* [TEXT SECTION]
Dennis “Oil Can” Boyd, who pitched eight of his 10 major league seasons with the Boston Red Sox, says he used crack cocaine every day of the 1986 season while with the Red Sox, including one day in Oakland when he smoked in the clubhouse before one of his starts and had the drug tucked in his cap while on the mound.

Boyd started one game in Oakland in 1986. On May 11. His line: 7 IP, 4 H, 4 ER, 2 BB, 2 K and he allowed three homers. One of the homers was to Jose Canseco, making it the most drugged up homer in the history of baseball, I’d reckon. UPDATE: Nope, Villageidiom of Baseball Think Factory reminds me: “Darryl Strawberry hit a HR off Boyd on April 21, 1990.” So, touche.

Boyd went on, however. The son of a Negro Leaguer himself, he talked about the Negro Leagues, his character and legacy, and in doing so was pretty damn provocative:

Boyd, who was known for his flamboyance and volatility during his big league career, also said he regrets the Negro Leagues were broken up because of the loss of individuality that thrived in the leagues.

* [EXTRACTED RECORDS]
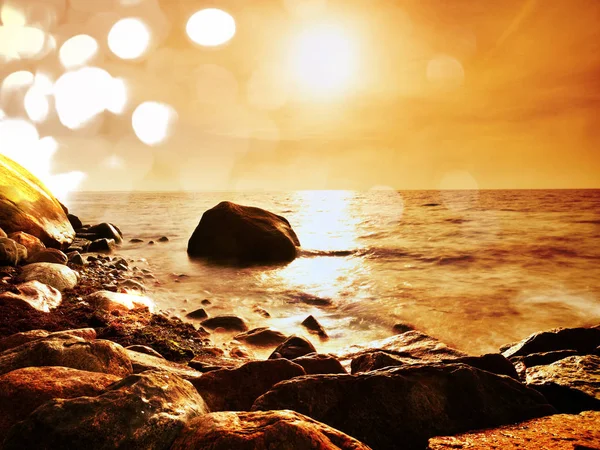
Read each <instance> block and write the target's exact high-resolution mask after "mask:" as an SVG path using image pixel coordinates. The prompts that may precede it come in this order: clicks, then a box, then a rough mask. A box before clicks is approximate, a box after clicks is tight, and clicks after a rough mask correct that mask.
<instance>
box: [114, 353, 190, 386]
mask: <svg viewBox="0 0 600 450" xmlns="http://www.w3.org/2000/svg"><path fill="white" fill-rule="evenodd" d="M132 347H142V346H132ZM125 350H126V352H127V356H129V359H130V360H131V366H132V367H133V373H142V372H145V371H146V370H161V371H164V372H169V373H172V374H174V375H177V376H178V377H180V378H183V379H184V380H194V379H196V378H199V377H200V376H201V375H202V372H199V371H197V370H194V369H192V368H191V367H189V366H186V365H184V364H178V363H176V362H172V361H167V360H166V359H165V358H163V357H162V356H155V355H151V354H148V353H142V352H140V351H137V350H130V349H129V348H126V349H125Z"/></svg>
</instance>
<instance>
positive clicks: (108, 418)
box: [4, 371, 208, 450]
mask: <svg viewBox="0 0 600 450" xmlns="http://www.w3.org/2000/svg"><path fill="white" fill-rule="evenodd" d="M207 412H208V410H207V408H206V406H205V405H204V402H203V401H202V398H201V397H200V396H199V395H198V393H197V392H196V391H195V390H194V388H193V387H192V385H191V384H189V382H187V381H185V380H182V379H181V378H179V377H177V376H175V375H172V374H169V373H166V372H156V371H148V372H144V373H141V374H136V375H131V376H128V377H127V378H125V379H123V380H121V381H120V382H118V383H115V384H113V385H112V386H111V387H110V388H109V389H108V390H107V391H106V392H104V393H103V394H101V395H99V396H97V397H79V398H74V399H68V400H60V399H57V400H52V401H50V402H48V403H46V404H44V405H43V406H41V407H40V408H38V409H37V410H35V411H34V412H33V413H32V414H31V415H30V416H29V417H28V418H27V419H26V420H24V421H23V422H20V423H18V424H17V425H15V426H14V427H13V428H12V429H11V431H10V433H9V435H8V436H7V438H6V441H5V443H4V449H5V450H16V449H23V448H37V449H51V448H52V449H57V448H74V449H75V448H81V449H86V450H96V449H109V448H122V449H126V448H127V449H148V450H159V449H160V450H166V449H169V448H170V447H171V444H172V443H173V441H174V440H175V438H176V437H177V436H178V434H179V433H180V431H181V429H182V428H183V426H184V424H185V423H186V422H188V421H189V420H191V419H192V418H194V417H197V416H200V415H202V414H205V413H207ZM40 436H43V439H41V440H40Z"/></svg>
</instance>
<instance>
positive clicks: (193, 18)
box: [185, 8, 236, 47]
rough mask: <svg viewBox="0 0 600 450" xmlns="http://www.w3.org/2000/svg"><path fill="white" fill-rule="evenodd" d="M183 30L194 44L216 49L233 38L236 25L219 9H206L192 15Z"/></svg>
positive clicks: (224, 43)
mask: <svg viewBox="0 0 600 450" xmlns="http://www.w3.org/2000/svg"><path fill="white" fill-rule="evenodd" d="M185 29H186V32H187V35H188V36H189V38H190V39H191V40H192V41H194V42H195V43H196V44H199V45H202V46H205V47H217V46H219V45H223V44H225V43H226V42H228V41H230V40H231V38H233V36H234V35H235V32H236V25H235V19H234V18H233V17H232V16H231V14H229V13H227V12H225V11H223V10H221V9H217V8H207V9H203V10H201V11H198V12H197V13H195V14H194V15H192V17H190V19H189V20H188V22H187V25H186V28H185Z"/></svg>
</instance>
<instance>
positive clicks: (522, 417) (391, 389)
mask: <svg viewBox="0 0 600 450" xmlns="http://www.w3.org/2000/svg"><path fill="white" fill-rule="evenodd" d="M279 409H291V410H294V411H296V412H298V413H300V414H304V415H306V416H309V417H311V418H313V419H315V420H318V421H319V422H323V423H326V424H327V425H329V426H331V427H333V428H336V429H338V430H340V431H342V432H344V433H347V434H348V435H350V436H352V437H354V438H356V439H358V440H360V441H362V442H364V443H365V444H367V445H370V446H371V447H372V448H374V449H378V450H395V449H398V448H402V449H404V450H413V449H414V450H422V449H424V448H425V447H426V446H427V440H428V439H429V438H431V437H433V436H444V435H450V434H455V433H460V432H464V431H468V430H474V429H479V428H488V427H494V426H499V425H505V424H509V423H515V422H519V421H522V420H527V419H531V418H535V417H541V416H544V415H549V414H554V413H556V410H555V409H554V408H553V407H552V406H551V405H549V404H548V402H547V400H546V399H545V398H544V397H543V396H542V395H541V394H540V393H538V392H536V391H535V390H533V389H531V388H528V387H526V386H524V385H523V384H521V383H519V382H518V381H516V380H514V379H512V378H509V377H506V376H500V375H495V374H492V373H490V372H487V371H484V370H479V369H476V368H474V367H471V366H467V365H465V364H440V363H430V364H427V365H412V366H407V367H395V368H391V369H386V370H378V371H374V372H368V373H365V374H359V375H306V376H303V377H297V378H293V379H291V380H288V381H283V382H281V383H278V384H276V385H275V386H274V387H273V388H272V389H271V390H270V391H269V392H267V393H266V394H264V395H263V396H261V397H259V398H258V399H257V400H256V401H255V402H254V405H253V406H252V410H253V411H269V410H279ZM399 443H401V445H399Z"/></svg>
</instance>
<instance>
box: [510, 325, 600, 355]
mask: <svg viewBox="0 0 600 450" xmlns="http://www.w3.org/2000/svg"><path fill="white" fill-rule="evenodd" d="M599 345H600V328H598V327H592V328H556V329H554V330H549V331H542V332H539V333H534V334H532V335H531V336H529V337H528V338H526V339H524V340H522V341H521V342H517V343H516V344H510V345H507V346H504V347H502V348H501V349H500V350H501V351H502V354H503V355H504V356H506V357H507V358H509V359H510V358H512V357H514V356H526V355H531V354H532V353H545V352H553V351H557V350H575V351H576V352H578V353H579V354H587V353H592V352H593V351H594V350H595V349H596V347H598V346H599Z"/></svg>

* [INSTRUCTION] List each figure the Boyd text gives for his pitching line in his May 11 start in Oakland in 1986.

* [RESULT]
- 7 IP (innings pitched)
- 4 H (hits)
- 4 ER (earned runs)
- 2 BB (walks)
- 2 K (strikeouts)
- 3 home runs allowed